Please repeat the data in full, character for character.

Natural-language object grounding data
-----

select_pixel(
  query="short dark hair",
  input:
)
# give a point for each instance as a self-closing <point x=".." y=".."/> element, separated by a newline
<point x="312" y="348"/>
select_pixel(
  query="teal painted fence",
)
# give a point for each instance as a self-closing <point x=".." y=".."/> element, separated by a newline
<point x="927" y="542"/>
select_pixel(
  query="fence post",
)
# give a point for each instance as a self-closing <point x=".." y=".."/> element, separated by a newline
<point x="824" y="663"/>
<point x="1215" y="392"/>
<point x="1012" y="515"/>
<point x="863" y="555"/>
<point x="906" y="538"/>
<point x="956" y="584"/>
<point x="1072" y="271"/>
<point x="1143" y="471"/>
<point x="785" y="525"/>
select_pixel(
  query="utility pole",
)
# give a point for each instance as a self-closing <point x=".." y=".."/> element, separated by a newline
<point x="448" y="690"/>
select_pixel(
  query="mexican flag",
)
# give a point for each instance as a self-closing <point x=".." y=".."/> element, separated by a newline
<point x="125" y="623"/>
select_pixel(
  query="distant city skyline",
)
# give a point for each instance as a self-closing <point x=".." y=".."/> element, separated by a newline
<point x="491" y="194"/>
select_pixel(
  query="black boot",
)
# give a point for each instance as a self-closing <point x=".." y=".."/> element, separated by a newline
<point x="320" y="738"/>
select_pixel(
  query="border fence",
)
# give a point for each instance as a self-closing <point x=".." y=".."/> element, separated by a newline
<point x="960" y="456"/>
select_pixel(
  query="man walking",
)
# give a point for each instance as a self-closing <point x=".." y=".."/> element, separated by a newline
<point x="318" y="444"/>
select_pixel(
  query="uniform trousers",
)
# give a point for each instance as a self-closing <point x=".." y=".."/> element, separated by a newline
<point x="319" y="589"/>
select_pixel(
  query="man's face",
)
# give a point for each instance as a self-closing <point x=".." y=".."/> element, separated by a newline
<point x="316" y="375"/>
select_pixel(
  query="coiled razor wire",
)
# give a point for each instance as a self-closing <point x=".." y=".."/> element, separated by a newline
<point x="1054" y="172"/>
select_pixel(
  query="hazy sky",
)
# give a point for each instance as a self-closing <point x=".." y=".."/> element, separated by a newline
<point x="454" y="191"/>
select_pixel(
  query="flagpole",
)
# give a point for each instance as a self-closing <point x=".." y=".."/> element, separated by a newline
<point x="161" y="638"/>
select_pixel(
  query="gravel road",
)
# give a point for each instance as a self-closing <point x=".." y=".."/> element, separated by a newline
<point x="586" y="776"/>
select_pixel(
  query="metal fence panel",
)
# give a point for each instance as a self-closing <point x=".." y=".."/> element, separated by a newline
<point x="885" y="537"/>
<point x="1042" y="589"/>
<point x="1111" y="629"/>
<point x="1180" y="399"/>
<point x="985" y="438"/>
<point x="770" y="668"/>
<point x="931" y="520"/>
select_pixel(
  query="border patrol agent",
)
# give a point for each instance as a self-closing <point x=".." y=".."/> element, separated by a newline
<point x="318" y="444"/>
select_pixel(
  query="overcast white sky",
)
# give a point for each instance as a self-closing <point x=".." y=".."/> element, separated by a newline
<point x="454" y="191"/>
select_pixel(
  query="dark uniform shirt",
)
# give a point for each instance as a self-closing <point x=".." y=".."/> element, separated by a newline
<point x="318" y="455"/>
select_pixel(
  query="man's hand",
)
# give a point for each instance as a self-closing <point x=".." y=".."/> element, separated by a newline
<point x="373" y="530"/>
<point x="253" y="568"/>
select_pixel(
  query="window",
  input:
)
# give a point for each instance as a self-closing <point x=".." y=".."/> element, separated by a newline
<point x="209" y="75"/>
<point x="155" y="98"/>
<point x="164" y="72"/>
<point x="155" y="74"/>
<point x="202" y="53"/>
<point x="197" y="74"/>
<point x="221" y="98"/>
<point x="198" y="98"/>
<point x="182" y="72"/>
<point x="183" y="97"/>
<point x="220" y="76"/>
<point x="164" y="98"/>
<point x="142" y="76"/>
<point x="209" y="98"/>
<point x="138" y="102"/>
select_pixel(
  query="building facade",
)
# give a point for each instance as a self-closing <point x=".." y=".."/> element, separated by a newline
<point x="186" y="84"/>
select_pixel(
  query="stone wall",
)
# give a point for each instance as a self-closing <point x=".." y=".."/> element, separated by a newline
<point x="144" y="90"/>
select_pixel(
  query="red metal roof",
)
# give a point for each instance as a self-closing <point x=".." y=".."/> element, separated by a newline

-----

**Response box**
select_pixel(
  query="short dark hair",
  input:
)
# give a point for each instance as a self-closing <point x=".." y=".."/> element, separated by a newline
<point x="312" y="348"/>
select_pixel(
  query="teal painted fence",
)
# give a point for each instance as a self-closing <point x=".." y=".."/> element, separated by a newline
<point x="927" y="542"/>
select_pixel(
  query="fence post",
)
# give a point for each instance as a self-closing <point x=".." y=".."/> element, separated by a newline
<point x="824" y="663"/>
<point x="1215" y="392"/>
<point x="1012" y="515"/>
<point x="863" y="555"/>
<point x="906" y="538"/>
<point x="956" y="584"/>
<point x="1072" y="271"/>
<point x="1143" y="471"/>
<point x="785" y="525"/>
select_pixel(
  query="utility pole",
)
# give a point for each instance as a self-closing <point x=".." y=".."/> element, separated by a newline
<point x="448" y="690"/>
select_pixel(
  query="mexican flag",
)
# give a point for each instance as a self-closing <point x=".." y=".."/> element, separated by a newline
<point x="125" y="623"/>
select_pixel(
  query="distant city skyline",
)
# give a point for each instance as a self-closing <point x=".." y=".."/> element, separated by a newline
<point x="491" y="194"/>
select_pixel(
  query="black boot",
)
# give a point for each instance as a self-closing <point x=".." y=".."/> element, separated by a newline
<point x="320" y="738"/>
select_pixel(
  query="border fence",
)
# give a point for each instance as a self-closing <point x=".." y=".."/> element, separated by a newline
<point x="960" y="456"/>
select_pixel(
  query="man walking",
)
# give a point for each instance as a self-closing <point x=".." y=".."/> element, separated by a newline
<point x="318" y="444"/>
select_pixel(
  query="uniform trousers",
)
# give a point for each instance as a self-closing <point x=".." y=".."/> element, separated by a newline
<point x="319" y="589"/>
select_pixel(
  query="man's face",
)
# give a point for each instance as a self-closing <point x=".." y=".."/> element, separated by a newline
<point x="316" y="375"/>
select_pixel(
  query="coiled razor wire",
)
# give a point for each instance as a self-closing <point x=".." y=".."/> element, separated by a newline
<point x="1054" y="172"/>
select_pixel(
  query="hazy sky",
)
# give a point for each instance as a self-closing <point x=".." y=".."/> element, separated by a newline
<point x="454" y="191"/>
select_pixel(
  query="flagpole",
)
# give a point for each instance as a self-closing <point x=".." y=".."/> element, separated by a newline
<point x="161" y="638"/>
select_pixel(
  query="gravel road",
)
# give a point for each instance as a self-closing <point x=".." y=".."/> element, separated by a newline
<point x="586" y="776"/>
select_pixel(
  query="metal fence panel",
)
# give a point for each instance as a self-closing <point x=".." y=".."/> element, separated by a newline
<point x="885" y="537"/>
<point x="1042" y="589"/>
<point x="1111" y="629"/>
<point x="1180" y="399"/>
<point x="985" y="438"/>
<point x="770" y="668"/>
<point x="931" y="520"/>
select_pixel(
  query="border patrol agent",
)
# give a point for each instance as a self-closing <point x=".." y=".."/> element, separated by a newline
<point x="318" y="444"/>
select_pixel(
  query="overcast white sky",
)
# give a point for each instance as a self-closing <point x=".." y=".."/> element, separated by a newline
<point x="454" y="191"/>
select_pixel(
  query="dark uniform shirt",
)
# give a point for each instance as a self-closing <point x=".." y=".."/> element, separated by a newline
<point x="318" y="455"/>
select_pixel(
  query="man's hand",
)
# give a point for each instance as a self-closing <point x=".." y=".."/> element, separated by a newline
<point x="373" y="530"/>
<point x="253" y="568"/>
select_pixel(
  query="window",
  input:
)
# give a point for each instance as a self-closing <point x=".." y=".."/> element, separated by a newline
<point x="209" y="75"/>
<point x="155" y="98"/>
<point x="164" y="72"/>
<point x="155" y="74"/>
<point x="202" y="53"/>
<point x="197" y="74"/>
<point x="221" y="98"/>
<point x="198" y="98"/>
<point x="182" y="72"/>
<point x="183" y="97"/>
<point x="220" y="76"/>
<point x="164" y="98"/>
<point x="142" y="76"/>
<point x="209" y="98"/>
<point x="138" y="102"/>
select_pixel(
  query="building facade",
)
# give a point for each instance as a self-closing <point x=".." y=".."/> element, separated by a newline
<point x="186" y="84"/>
select_pixel(
  query="stone wall",
)
# give a point for each instance as a self-closing <point x=".." y=".."/> element, separated by a newline
<point x="144" y="90"/>
select_pixel(
  query="red metal roof",
)
# give a point for each instance as a self-closing <point x=".." y=".."/> element, separated by a newline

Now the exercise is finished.